Search the material below for "wall" and copy every line where it occurs.
Top of GIVEN ENTRIES
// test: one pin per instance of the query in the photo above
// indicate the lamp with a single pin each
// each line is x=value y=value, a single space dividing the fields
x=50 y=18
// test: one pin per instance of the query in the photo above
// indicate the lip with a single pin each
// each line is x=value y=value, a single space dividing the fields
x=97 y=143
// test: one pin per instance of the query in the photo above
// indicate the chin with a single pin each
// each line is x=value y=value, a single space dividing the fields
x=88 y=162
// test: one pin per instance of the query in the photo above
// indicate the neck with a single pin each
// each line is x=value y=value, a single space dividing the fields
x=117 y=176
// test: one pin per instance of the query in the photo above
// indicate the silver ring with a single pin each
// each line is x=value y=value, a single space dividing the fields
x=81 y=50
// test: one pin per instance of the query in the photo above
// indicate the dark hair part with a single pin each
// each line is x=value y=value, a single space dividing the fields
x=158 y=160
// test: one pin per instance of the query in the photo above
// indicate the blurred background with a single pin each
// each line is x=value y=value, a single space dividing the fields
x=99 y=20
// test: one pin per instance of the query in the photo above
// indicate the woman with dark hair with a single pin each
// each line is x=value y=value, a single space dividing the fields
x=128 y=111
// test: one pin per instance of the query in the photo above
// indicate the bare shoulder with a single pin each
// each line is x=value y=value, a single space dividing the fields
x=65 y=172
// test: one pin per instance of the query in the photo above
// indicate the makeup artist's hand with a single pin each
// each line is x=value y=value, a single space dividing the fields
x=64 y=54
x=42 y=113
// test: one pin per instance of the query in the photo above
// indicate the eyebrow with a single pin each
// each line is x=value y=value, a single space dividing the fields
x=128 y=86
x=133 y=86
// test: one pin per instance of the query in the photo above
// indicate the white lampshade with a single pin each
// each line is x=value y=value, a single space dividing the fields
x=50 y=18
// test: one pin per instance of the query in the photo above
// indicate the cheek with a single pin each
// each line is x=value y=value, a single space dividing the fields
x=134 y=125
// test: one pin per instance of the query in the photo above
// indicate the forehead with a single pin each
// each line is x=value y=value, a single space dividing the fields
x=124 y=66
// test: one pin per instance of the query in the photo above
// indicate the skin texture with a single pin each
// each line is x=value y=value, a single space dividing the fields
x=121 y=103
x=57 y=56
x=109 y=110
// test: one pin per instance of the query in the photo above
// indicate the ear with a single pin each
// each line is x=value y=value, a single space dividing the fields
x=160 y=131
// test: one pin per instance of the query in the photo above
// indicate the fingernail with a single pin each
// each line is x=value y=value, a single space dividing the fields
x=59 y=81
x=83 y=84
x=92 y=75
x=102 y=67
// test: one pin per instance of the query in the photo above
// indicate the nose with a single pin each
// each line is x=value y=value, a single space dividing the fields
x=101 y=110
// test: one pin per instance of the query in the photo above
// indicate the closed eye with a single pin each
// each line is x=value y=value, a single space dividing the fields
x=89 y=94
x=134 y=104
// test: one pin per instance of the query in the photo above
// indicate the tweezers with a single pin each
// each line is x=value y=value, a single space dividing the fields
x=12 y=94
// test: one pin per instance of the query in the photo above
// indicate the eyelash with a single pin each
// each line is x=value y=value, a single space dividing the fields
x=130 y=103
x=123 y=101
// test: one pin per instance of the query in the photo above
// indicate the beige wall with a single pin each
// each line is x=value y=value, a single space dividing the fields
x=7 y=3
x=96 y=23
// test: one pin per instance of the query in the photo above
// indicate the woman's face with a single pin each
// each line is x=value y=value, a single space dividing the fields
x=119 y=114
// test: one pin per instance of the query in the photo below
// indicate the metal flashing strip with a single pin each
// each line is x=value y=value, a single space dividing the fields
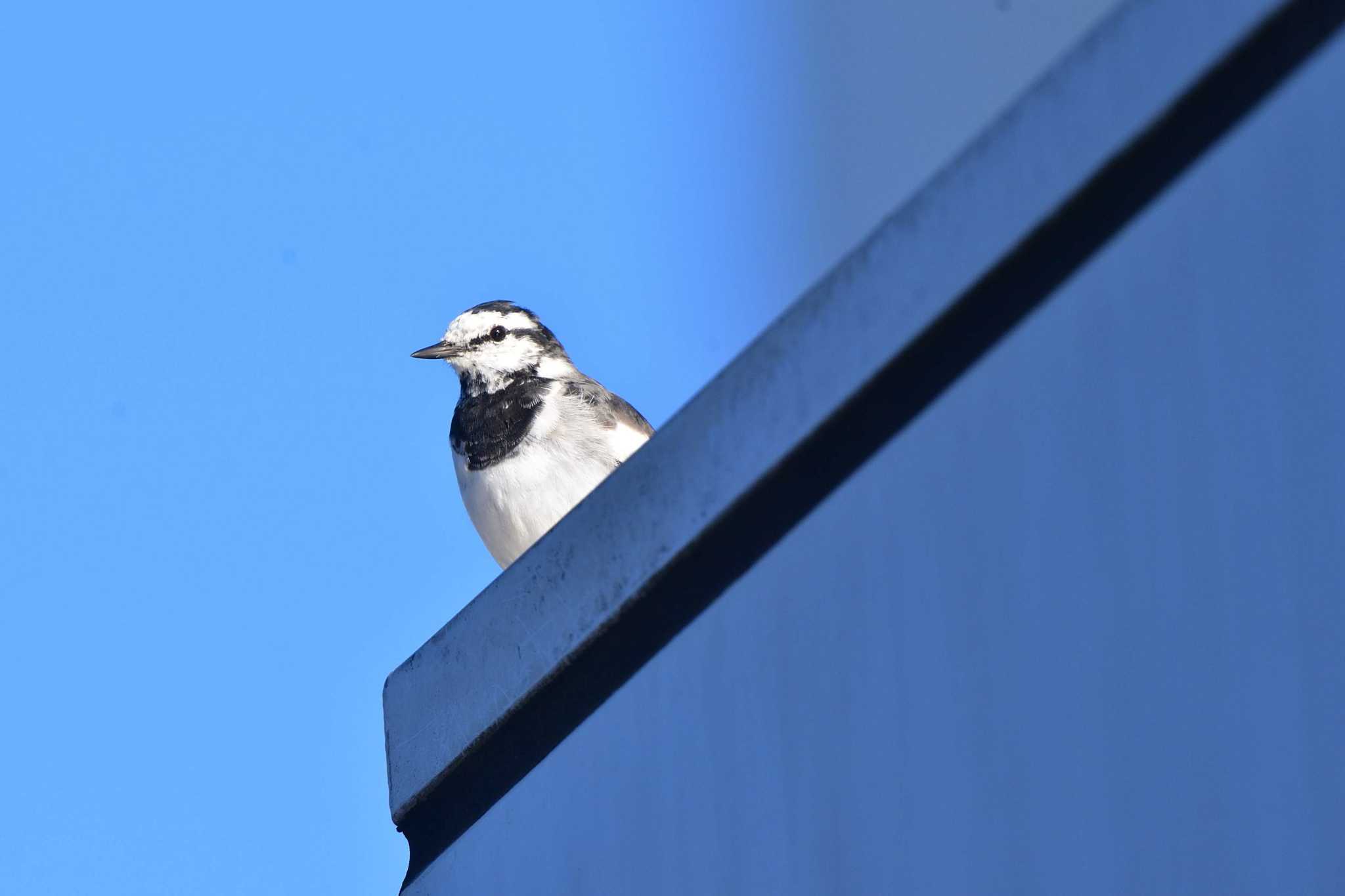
x=841 y=372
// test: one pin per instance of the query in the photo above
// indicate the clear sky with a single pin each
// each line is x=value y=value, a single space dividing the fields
x=227 y=501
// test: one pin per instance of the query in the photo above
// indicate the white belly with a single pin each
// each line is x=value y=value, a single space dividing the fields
x=518 y=500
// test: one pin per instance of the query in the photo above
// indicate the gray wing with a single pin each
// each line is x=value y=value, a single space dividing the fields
x=609 y=408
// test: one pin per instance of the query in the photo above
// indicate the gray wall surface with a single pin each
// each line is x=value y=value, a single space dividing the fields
Bottom of GIVEN ENTRIES
REPLY TO THE EXERCISE>
// indicate the beige wall with a single pin each
// indicate the gray wall surface with a single pin each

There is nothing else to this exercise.